**Cuplikan data penunjukan:**
■ ■ ■

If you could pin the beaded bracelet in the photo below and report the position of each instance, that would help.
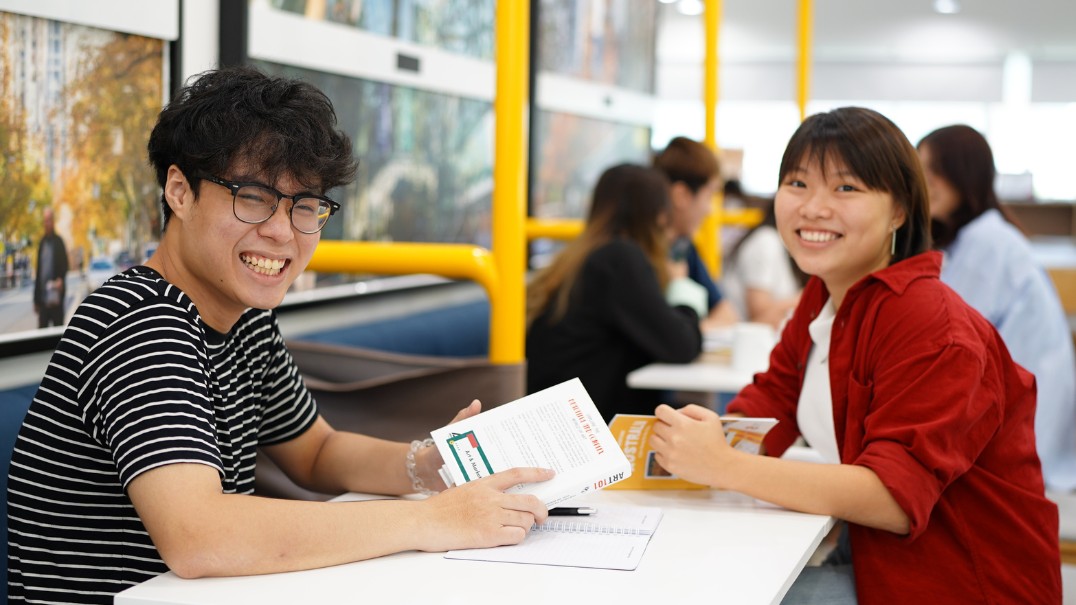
(416, 483)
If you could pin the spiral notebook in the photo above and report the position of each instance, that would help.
(612, 538)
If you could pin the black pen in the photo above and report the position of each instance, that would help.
(571, 511)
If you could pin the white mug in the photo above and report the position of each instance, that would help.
(751, 346)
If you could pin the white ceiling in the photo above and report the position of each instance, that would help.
(894, 50)
(894, 30)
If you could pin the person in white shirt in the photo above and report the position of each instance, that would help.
(990, 264)
(760, 279)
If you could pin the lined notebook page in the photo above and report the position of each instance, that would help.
(612, 538)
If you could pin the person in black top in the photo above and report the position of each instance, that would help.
(694, 177)
(607, 304)
(51, 279)
(138, 452)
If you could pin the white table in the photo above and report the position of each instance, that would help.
(710, 546)
(713, 370)
(711, 377)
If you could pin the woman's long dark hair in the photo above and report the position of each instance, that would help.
(629, 202)
(962, 156)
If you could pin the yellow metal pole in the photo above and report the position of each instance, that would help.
(563, 229)
(454, 261)
(507, 304)
(803, 83)
(708, 238)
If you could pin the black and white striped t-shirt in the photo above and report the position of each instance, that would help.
(137, 382)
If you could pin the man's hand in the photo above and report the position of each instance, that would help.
(428, 461)
(480, 515)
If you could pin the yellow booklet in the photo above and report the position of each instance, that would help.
(633, 434)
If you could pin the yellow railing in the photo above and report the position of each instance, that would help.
(803, 73)
(455, 261)
(708, 237)
(500, 271)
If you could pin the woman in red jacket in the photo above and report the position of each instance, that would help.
(910, 394)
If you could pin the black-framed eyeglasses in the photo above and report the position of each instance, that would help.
(255, 202)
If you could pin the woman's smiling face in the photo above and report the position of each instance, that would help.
(834, 226)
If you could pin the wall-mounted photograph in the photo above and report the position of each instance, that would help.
(78, 200)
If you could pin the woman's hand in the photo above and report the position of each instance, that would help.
(690, 442)
(480, 515)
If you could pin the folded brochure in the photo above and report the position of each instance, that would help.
(633, 434)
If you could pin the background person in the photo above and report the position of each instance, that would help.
(50, 282)
(760, 280)
(600, 309)
(138, 452)
(890, 376)
(990, 264)
(694, 177)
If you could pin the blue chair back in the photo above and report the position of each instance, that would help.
(13, 406)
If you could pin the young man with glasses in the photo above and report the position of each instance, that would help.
(138, 452)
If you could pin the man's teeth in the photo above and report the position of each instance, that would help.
(818, 236)
(267, 266)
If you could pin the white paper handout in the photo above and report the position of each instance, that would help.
(558, 427)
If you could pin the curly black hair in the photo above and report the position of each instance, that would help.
(240, 118)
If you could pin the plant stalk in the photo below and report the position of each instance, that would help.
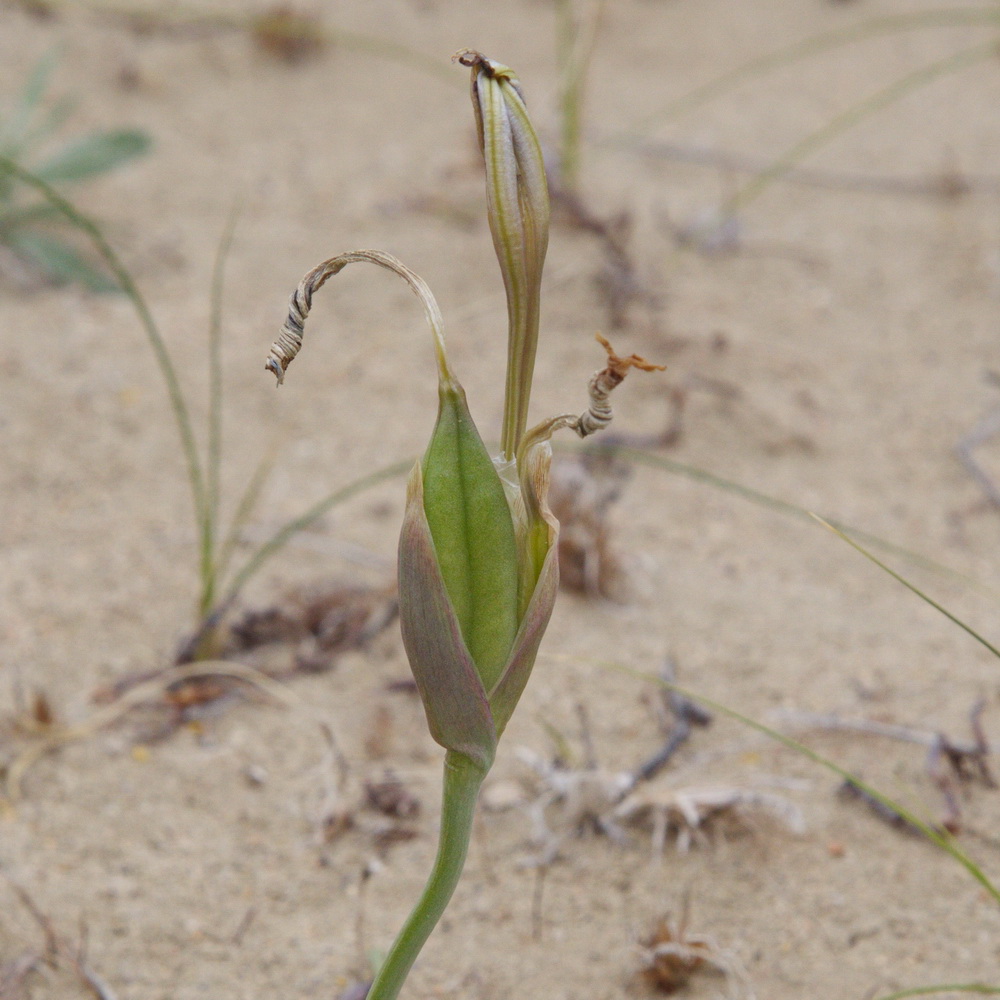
(462, 780)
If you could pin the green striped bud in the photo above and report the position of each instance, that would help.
(478, 568)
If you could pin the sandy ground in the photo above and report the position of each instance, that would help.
(833, 357)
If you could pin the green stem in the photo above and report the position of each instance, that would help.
(462, 779)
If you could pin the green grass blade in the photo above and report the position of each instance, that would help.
(297, 524)
(57, 260)
(14, 131)
(922, 991)
(209, 557)
(125, 282)
(247, 502)
(811, 46)
(940, 839)
(94, 154)
(846, 120)
(697, 474)
(909, 586)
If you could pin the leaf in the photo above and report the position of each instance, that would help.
(58, 260)
(473, 532)
(458, 714)
(94, 154)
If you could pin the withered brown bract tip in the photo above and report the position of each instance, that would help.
(272, 366)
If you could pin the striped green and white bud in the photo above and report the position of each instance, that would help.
(478, 568)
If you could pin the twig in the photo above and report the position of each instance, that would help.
(850, 790)
(988, 427)
(56, 948)
(13, 975)
(907, 734)
(687, 713)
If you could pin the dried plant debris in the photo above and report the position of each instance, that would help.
(57, 954)
(319, 622)
(583, 491)
(565, 800)
(288, 35)
(618, 280)
(670, 957)
(851, 791)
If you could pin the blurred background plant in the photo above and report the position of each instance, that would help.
(32, 231)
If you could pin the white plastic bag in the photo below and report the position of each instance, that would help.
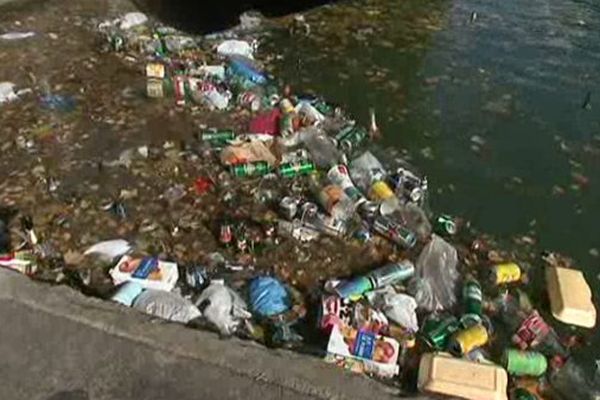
(166, 305)
(398, 307)
(436, 279)
(223, 308)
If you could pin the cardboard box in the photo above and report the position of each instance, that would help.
(441, 373)
(570, 297)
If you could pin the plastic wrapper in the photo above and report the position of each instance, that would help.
(436, 280)
(268, 297)
(398, 307)
(222, 308)
(166, 305)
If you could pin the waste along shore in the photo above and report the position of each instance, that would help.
(294, 229)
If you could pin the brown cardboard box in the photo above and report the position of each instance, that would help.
(441, 373)
(570, 297)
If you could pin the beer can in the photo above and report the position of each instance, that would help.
(523, 394)
(380, 191)
(354, 289)
(155, 88)
(292, 170)
(445, 225)
(339, 175)
(289, 207)
(155, 70)
(437, 332)
(464, 341)
(259, 168)
(525, 363)
(392, 273)
(394, 232)
(221, 135)
(473, 298)
(179, 89)
(506, 273)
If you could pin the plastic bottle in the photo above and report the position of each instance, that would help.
(322, 149)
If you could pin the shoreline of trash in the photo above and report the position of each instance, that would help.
(300, 177)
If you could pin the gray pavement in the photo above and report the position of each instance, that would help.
(56, 344)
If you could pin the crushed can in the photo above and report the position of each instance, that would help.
(259, 168)
(436, 333)
(524, 363)
(293, 170)
(466, 340)
(391, 273)
(155, 88)
(505, 273)
(395, 232)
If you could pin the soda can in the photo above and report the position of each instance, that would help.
(226, 234)
(339, 175)
(155, 70)
(354, 289)
(473, 298)
(289, 207)
(196, 277)
(523, 394)
(292, 170)
(155, 88)
(437, 332)
(445, 225)
(259, 168)
(220, 135)
(380, 191)
(524, 363)
(505, 273)
(392, 273)
(179, 89)
(394, 232)
(466, 340)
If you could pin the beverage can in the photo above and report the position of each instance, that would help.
(437, 332)
(506, 273)
(466, 340)
(392, 273)
(525, 363)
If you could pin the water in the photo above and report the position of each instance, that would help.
(490, 98)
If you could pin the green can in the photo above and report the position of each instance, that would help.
(221, 135)
(259, 168)
(525, 363)
(351, 137)
(437, 332)
(523, 394)
(472, 298)
(445, 225)
(294, 169)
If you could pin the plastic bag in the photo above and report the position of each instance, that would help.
(269, 297)
(436, 279)
(166, 305)
(223, 308)
(398, 307)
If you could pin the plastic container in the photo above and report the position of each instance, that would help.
(444, 374)
(570, 297)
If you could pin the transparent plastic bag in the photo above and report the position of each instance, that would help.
(398, 307)
(222, 308)
(436, 280)
(166, 305)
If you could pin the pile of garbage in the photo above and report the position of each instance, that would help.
(438, 314)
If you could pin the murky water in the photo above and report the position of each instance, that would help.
(497, 101)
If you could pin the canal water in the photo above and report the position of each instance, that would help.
(498, 102)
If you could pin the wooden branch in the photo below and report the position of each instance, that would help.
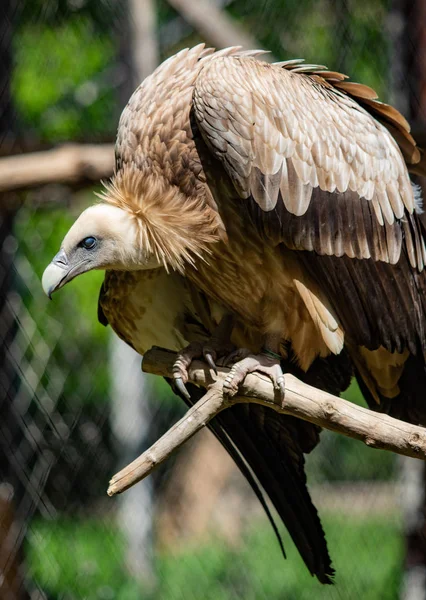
(301, 400)
(71, 164)
(214, 24)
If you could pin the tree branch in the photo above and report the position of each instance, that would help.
(72, 164)
(301, 400)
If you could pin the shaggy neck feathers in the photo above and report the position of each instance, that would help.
(176, 229)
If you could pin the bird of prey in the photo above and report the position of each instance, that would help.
(267, 205)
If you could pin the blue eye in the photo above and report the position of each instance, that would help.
(89, 243)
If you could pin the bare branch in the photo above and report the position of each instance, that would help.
(301, 400)
(72, 164)
(214, 24)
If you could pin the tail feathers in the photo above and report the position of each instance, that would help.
(266, 448)
(270, 443)
(269, 450)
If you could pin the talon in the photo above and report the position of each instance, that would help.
(210, 362)
(182, 388)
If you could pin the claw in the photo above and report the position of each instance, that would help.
(281, 385)
(210, 361)
(182, 388)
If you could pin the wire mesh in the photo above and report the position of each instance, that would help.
(73, 405)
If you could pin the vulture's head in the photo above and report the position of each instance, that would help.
(103, 237)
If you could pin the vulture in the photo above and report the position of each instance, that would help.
(264, 213)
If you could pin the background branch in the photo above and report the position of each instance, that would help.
(377, 430)
(72, 164)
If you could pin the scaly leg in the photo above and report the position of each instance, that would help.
(218, 345)
(267, 362)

■ ■ ■

**TUJUAN YANG DINYATAKAN:** Salin ulang tanpa perubahan bagian materi di atas, mulai dari baris yang memuat "If you could pin the vulture's" sampai akhir materi, kedua ujungnya ikut disertakan.

**HASIL TUGAS:**
If you could pin the vulture's head in the photo above and report the position of each instance, that would help.
(103, 237)
If you could pin the vulture in the photo above and report the position of each instance, that would help.
(264, 213)
If you could pin the background branch in the photo above and report the position of each instance, that would help.
(377, 430)
(72, 164)
If you could pin the scaly leg in the photo above and report the position of each instance, that would help.
(218, 345)
(267, 362)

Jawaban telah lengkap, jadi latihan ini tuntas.